MATERIAL FOR THIS EXERCISE:
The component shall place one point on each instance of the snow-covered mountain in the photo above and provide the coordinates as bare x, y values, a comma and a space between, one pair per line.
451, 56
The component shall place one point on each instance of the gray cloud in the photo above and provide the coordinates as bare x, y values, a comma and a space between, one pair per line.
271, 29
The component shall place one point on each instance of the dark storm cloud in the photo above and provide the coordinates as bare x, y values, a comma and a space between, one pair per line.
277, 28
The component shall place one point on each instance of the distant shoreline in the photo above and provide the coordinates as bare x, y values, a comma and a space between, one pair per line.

TASK GOAL: Only an exact transcription of all the entries will do.

EXPECTED OUTPUT:
The component shall place one point on each instance of the snow-covered mountain in the photo above and provide the coordinates as bare x, y values, a comma and a space between, one pair per line.
451, 56
The component shall place one point on each instance of the gray cloud in the photo above and provide the coordinates as bare x, y values, a comma and a space between, one pair per line.
271, 29
The component shall place one point on each instance of the dark storm cloud in the photo above and provide the coordinates as bare x, y values, a comma and a space between, one pair per line.
277, 28
The component shall place one point on each instance of the distant shoreline in the photo above and provide the coordinates as bare x, y values, a comma and a space between, one pair per line.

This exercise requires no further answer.